Report each line of the items below that contains the word "planter", copying the full line. Case matters.

== == ==

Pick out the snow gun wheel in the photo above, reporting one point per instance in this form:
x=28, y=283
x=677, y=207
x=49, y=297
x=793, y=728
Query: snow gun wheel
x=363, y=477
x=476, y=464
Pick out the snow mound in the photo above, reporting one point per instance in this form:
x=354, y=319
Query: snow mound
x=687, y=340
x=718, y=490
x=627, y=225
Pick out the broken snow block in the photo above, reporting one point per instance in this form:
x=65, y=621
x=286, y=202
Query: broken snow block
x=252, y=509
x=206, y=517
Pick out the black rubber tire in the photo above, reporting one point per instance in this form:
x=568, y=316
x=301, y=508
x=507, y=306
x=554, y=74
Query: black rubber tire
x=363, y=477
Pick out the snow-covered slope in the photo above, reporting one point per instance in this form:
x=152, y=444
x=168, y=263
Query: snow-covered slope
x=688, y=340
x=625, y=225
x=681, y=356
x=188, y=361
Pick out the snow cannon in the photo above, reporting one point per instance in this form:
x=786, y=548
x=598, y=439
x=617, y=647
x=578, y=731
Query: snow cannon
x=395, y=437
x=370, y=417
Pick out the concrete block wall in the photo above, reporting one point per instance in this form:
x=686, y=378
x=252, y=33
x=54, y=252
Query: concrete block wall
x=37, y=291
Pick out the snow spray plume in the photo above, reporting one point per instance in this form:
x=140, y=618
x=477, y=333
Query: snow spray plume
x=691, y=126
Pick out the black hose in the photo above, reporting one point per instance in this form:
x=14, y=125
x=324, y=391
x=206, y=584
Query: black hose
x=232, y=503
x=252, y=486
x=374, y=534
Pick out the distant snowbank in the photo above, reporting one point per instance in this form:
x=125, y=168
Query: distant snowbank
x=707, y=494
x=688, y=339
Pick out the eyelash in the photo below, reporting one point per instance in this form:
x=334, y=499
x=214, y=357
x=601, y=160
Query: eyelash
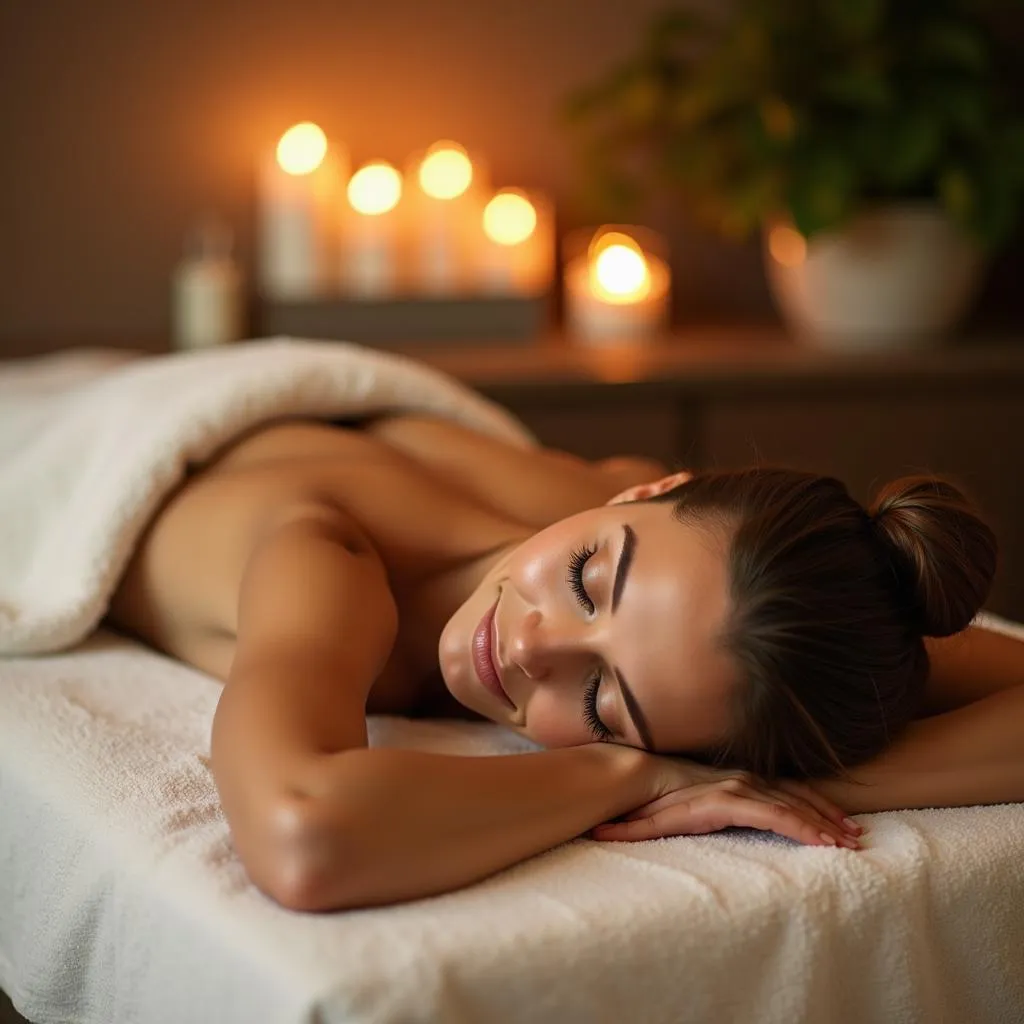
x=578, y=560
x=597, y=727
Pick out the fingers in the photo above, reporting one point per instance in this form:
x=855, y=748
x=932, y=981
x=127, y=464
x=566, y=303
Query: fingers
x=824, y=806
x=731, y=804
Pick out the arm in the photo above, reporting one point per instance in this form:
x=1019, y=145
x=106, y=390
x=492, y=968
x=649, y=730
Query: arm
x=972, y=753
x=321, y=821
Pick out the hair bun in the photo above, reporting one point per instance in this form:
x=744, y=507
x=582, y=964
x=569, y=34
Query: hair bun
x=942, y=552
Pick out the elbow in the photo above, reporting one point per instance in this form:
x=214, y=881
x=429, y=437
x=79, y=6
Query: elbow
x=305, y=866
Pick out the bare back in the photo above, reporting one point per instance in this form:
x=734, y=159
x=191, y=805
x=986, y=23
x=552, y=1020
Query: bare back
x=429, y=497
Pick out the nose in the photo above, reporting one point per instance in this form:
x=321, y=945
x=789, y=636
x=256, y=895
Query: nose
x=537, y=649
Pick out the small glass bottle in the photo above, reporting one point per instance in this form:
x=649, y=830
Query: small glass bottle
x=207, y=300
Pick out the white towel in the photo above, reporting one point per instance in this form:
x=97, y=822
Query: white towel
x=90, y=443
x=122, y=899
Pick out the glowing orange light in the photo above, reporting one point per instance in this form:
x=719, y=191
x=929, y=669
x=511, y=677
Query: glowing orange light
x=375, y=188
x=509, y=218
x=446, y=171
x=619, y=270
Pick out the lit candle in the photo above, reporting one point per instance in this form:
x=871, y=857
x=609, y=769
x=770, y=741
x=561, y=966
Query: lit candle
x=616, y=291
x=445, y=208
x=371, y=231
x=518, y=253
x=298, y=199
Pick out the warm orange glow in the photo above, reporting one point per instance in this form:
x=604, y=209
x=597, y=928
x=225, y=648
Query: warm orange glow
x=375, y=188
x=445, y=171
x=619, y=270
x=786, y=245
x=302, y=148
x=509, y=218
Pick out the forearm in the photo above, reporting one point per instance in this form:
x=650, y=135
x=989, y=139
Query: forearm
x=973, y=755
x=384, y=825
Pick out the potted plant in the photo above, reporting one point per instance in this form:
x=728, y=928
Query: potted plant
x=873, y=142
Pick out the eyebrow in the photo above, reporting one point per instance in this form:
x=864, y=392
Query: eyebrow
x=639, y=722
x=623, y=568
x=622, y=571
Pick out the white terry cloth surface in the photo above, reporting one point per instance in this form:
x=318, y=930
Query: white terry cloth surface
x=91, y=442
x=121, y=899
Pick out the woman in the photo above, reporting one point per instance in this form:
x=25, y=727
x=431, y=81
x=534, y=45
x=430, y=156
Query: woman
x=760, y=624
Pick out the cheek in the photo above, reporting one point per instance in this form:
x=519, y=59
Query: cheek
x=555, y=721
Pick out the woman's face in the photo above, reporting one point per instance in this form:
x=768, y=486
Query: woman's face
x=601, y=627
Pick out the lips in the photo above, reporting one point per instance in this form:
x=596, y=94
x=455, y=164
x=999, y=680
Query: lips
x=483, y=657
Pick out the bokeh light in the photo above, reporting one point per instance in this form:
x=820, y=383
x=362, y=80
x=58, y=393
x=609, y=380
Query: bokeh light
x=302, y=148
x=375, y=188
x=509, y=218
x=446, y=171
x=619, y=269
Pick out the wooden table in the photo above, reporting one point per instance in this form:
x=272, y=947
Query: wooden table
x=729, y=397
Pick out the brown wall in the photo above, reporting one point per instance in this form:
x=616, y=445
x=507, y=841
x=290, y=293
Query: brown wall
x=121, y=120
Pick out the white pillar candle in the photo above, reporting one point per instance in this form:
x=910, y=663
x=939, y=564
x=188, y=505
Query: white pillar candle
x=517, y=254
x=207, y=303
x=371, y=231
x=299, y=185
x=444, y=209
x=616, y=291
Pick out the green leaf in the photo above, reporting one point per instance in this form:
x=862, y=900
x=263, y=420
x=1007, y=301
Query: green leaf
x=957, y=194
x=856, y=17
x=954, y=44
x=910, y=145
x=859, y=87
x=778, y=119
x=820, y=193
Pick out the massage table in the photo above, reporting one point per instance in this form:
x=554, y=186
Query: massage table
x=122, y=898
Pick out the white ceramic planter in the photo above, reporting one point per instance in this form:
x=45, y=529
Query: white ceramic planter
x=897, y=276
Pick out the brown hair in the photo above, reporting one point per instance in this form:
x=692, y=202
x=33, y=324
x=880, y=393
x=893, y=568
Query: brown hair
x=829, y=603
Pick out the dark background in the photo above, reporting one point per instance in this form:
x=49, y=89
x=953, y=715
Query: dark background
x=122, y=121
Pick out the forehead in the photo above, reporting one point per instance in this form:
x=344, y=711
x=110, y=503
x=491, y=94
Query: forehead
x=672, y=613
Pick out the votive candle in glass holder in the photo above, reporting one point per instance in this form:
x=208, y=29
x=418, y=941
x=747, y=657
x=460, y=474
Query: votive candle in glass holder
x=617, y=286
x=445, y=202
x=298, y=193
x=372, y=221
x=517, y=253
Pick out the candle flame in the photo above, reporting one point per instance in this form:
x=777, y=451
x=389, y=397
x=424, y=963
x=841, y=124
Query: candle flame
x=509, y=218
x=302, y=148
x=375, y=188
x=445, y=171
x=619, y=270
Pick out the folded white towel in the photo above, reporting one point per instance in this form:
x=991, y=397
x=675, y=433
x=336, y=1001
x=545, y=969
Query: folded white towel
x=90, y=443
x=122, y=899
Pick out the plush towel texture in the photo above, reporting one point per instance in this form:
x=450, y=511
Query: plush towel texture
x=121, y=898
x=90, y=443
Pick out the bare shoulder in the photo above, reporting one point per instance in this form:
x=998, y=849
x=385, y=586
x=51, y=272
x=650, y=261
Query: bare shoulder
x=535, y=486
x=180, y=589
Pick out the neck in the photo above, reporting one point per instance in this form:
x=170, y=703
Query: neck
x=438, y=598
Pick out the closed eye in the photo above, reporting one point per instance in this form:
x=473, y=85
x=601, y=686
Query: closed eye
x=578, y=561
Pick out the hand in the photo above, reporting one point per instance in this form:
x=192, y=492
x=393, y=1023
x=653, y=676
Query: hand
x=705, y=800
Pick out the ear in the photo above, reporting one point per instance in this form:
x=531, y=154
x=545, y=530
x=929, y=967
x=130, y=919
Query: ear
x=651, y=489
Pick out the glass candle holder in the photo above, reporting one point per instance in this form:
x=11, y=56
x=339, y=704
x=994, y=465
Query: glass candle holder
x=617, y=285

== == ==

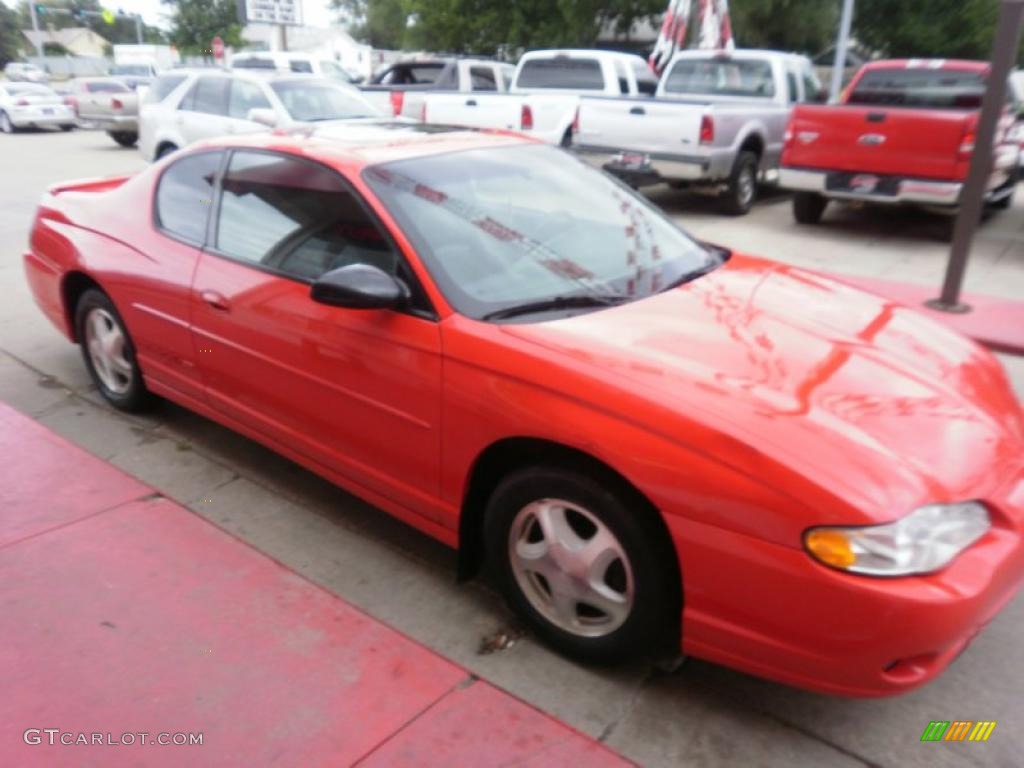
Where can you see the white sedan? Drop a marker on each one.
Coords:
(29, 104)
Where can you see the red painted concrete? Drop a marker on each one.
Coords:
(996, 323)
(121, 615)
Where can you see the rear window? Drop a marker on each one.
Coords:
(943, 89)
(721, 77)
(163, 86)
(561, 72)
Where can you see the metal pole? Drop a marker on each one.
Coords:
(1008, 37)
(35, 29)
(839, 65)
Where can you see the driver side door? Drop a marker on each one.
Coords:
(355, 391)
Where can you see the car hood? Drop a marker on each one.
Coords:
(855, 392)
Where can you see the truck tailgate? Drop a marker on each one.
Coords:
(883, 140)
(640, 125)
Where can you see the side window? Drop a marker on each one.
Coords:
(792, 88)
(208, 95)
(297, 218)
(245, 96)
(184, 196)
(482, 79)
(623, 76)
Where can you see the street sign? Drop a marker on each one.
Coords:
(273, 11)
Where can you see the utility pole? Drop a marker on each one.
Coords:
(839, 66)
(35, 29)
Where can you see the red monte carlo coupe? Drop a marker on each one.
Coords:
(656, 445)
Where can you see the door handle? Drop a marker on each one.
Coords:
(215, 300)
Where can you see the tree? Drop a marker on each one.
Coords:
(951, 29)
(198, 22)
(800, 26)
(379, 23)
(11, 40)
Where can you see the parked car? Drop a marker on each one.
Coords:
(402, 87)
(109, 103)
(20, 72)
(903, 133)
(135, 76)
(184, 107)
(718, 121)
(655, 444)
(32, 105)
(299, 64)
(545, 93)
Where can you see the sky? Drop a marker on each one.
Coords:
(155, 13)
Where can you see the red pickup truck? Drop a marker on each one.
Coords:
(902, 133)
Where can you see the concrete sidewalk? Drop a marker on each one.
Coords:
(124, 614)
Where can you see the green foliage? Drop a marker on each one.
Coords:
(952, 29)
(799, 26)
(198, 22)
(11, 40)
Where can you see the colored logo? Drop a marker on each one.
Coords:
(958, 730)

== == ==

▶ **Response**:
Pick out the white ceramic planter in the photo above, reporting one point per instance in this form:
Query: white ceramic planter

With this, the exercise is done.